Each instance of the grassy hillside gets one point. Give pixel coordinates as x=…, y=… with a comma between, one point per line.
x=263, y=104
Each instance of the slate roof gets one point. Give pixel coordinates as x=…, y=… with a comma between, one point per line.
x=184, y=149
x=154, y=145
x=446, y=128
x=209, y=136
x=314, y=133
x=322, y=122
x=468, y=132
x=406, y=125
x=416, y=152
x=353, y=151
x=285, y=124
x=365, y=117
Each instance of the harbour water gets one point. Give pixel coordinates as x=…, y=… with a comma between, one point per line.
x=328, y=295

------------------------------------------------

Copy the full listing above again, requests included and left unchanged, and scale every x and y coordinate in the answers by 0.45, rounding each result to a whole number with halves going up.

**Exercise solution**
Each instance of the grassy hillside gets one point. Give pixel coordinates as x=…, y=… with a comma between, one point per line.
x=118, y=47
Each instance of the slate roof gets one point. Give pixel coordinates as x=…, y=… with a comma between, one point per line.
x=83, y=67
x=69, y=65
x=201, y=58
x=94, y=61
x=141, y=60
x=145, y=55
x=211, y=59
x=183, y=56
x=187, y=68
x=159, y=68
x=128, y=56
x=164, y=53
Each instance of the harbour water gets one point. Give pixel coordinates as x=…, y=… with a comma between, one point per line.
x=148, y=133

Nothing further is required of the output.